BEGIN Working data

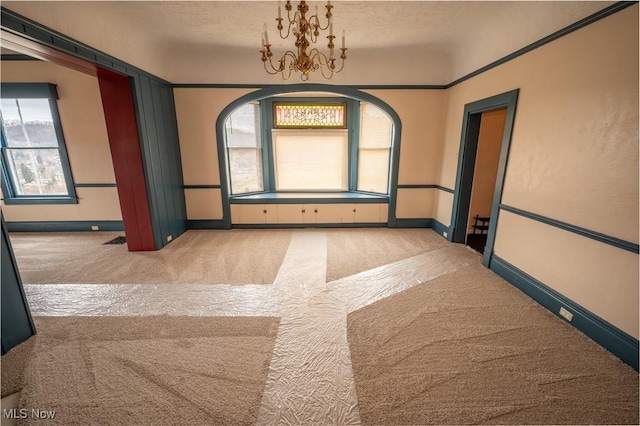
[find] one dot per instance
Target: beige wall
(85, 133)
(573, 158)
(421, 113)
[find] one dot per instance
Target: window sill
(308, 197)
(40, 200)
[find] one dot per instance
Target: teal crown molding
(610, 10)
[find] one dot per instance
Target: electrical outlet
(566, 314)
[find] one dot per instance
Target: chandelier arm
(306, 30)
(323, 63)
(273, 70)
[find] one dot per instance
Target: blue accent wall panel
(161, 157)
(17, 324)
(157, 126)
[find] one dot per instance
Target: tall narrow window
(34, 161)
(374, 149)
(244, 149)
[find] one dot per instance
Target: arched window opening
(283, 144)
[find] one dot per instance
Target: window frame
(35, 91)
(352, 125)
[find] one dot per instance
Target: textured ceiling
(398, 42)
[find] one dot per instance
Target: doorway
(484, 177)
(482, 161)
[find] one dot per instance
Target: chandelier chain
(306, 30)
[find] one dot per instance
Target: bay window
(307, 145)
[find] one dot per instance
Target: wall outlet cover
(566, 314)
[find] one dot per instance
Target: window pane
(244, 153)
(37, 171)
(376, 132)
(309, 115)
(310, 160)
(246, 164)
(375, 127)
(28, 123)
(373, 170)
(242, 127)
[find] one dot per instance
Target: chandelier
(306, 31)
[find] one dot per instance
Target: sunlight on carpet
(149, 370)
(196, 257)
(468, 348)
(350, 251)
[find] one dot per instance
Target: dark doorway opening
(484, 150)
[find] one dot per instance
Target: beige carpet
(468, 348)
(196, 257)
(149, 370)
(354, 250)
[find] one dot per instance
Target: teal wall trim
(160, 148)
(156, 118)
(603, 238)
(610, 10)
(610, 337)
(425, 186)
(17, 323)
(56, 40)
(17, 58)
(95, 185)
(202, 186)
(280, 198)
(359, 87)
(422, 223)
(617, 7)
(413, 223)
(104, 225)
(308, 225)
(205, 224)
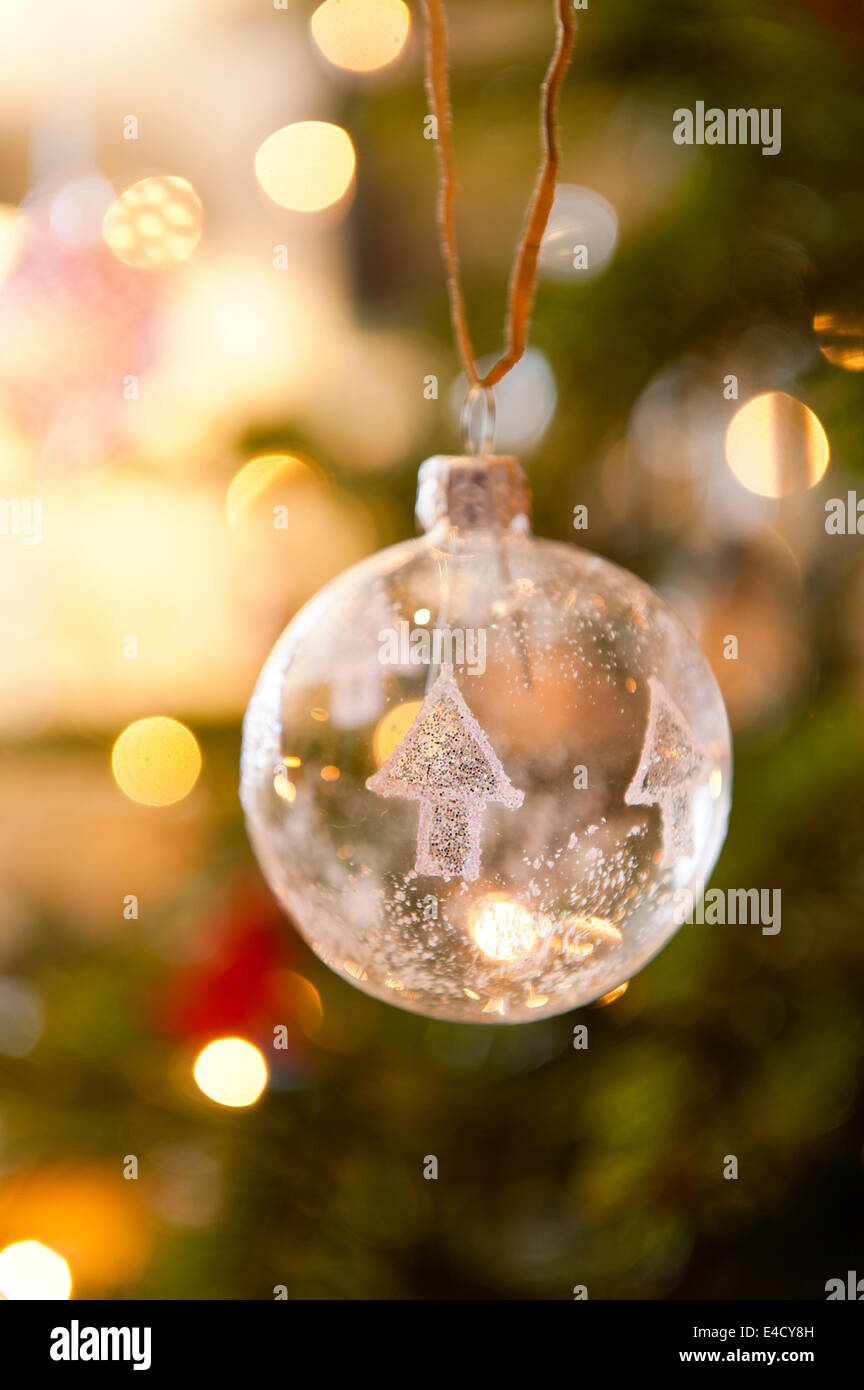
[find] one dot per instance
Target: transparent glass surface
(599, 708)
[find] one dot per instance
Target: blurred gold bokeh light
(307, 166)
(231, 1072)
(154, 224)
(775, 445)
(156, 761)
(361, 35)
(31, 1271)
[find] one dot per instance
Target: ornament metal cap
(472, 492)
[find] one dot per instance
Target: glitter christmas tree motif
(447, 765)
(670, 766)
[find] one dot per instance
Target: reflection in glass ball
(575, 687)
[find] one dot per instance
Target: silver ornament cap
(472, 492)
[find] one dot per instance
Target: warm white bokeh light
(307, 166)
(156, 761)
(32, 1271)
(154, 224)
(775, 445)
(231, 1072)
(503, 929)
(361, 35)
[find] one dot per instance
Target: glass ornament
(482, 772)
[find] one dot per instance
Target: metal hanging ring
(486, 434)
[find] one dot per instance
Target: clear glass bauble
(577, 683)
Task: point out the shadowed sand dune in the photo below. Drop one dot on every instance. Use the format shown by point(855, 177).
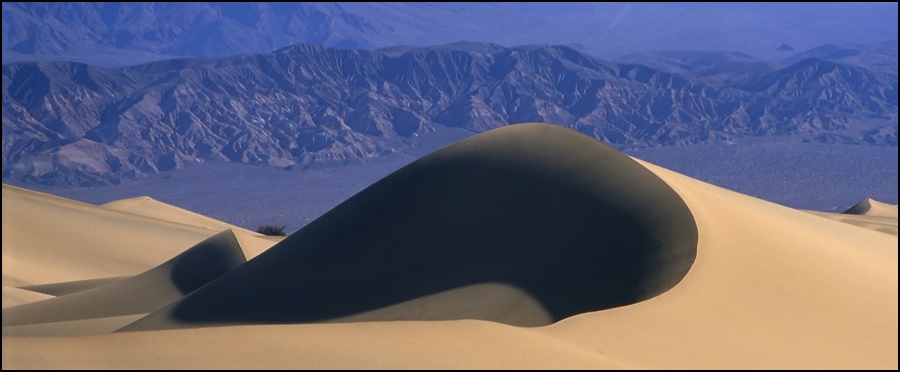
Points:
point(523, 225)
point(149, 207)
point(64, 288)
point(870, 214)
point(16, 296)
point(871, 207)
point(770, 287)
point(140, 294)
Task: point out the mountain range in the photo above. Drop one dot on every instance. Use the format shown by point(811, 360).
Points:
point(69, 123)
point(124, 33)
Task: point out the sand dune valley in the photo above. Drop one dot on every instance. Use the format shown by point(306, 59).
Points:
point(528, 246)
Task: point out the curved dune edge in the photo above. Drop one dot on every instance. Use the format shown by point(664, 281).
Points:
point(16, 296)
point(65, 288)
point(772, 287)
point(883, 224)
point(140, 294)
point(561, 223)
point(149, 207)
point(48, 239)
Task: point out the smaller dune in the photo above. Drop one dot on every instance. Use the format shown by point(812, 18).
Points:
point(65, 288)
point(870, 214)
point(149, 207)
point(140, 294)
point(872, 207)
point(13, 296)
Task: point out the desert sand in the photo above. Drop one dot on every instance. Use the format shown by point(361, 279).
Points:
point(529, 246)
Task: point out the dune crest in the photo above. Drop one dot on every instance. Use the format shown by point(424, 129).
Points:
point(140, 294)
point(544, 211)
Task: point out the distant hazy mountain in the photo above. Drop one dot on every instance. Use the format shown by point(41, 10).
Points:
point(71, 123)
point(122, 33)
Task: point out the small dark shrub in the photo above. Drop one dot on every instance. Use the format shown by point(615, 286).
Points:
point(272, 230)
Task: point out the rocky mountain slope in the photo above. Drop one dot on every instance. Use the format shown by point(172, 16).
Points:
point(69, 123)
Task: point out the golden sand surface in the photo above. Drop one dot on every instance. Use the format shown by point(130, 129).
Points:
point(531, 246)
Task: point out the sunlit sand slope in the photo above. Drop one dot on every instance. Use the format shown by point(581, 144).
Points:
point(136, 295)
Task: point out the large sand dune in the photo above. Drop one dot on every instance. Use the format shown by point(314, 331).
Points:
point(610, 262)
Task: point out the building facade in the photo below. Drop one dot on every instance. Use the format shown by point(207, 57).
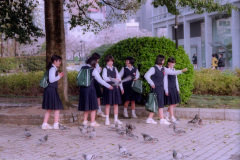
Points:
point(203, 34)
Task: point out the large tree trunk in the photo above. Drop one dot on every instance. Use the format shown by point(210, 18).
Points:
point(55, 42)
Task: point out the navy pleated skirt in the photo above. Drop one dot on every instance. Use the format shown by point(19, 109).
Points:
point(160, 96)
point(88, 98)
point(51, 99)
point(98, 89)
point(173, 97)
point(129, 94)
point(111, 96)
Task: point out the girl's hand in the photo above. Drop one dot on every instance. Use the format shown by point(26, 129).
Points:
point(61, 74)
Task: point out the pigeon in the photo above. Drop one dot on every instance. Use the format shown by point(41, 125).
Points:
point(120, 132)
point(117, 83)
point(44, 139)
point(92, 134)
point(130, 134)
point(148, 138)
point(172, 124)
point(83, 131)
point(178, 131)
point(178, 155)
point(89, 156)
point(130, 127)
point(27, 133)
point(124, 151)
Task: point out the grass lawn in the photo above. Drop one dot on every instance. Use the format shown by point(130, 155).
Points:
point(196, 101)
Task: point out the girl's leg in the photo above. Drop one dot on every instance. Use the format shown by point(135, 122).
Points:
point(125, 114)
point(45, 125)
point(93, 115)
point(133, 109)
point(107, 111)
point(47, 115)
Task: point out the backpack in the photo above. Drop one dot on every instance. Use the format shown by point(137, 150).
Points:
point(84, 77)
point(44, 81)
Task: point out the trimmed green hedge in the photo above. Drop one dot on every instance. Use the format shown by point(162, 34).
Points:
point(144, 50)
point(29, 63)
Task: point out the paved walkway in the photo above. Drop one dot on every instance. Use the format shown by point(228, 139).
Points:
point(216, 140)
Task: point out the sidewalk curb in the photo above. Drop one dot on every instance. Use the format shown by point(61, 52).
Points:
point(77, 117)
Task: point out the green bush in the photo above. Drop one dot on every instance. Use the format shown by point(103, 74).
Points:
point(216, 82)
point(29, 63)
point(144, 50)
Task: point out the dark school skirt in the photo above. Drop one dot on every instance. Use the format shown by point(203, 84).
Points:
point(160, 96)
point(51, 99)
point(88, 99)
point(98, 89)
point(129, 94)
point(173, 97)
point(111, 96)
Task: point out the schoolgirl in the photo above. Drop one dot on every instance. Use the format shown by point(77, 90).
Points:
point(111, 97)
point(88, 96)
point(129, 95)
point(154, 77)
point(51, 99)
point(171, 88)
point(97, 86)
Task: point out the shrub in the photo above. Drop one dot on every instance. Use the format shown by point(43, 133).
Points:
point(144, 50)
point(29, 63)
point(215, 82)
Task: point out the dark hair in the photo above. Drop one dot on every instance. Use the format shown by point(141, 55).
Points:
point(159, 59)
point(96, 55)
point(109, 58)
point(131, 60)
point(92, 62)
point(53, 58)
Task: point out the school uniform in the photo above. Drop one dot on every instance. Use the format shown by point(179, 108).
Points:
point(51, 99)
point(96, 84)
point(111, 97)
point(129, 94)
point(88, 95)
point(171, 87)
point(155, 76)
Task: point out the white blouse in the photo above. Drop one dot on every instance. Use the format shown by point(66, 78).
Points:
point(166, 81)
point(52, 74)
point(167, 71)
point(121, 73)
point(107, 79)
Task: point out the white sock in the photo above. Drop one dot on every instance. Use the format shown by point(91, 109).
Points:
point(99, 109)
point(115, 117)
point(133, 111)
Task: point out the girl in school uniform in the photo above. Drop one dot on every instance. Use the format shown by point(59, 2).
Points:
point(154, 77)
point(111, 97)
point(51, 99)
point(88, 96)
point(97, 86)
point(171, 88)
point(129, 95)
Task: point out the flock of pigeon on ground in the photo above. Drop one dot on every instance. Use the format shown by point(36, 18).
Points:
point(90, 133)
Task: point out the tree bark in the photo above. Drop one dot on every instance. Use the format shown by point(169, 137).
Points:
point(55, 42)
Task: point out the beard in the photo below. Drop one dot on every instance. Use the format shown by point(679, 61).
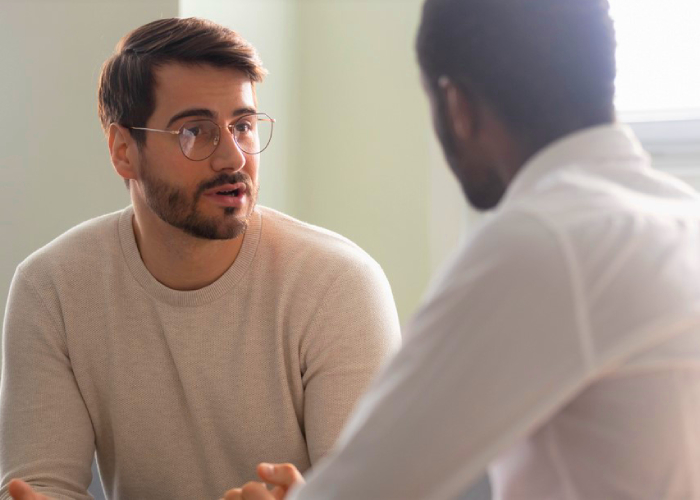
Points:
point(179, 209)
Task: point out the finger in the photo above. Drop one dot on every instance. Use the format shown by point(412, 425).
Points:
point(19, 490)
point(234, 494)
point(278, 492)
point(256, 491)
point(284, 475)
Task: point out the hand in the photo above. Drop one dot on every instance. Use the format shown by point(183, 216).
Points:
point(19, 490)
point(282, 476)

END Working data

**Problem to work on**: An answer is complete only when it holds every line above containing the string "uniform".

**The answer**:
Task: point out the school uniform in the photo above. Drop one dot on every instance. Use the format shown by point(179, 108).
Task: point out the girl in school uniform in the photo above. Drop one dot on every instance. Use the format shown by point(59, 2).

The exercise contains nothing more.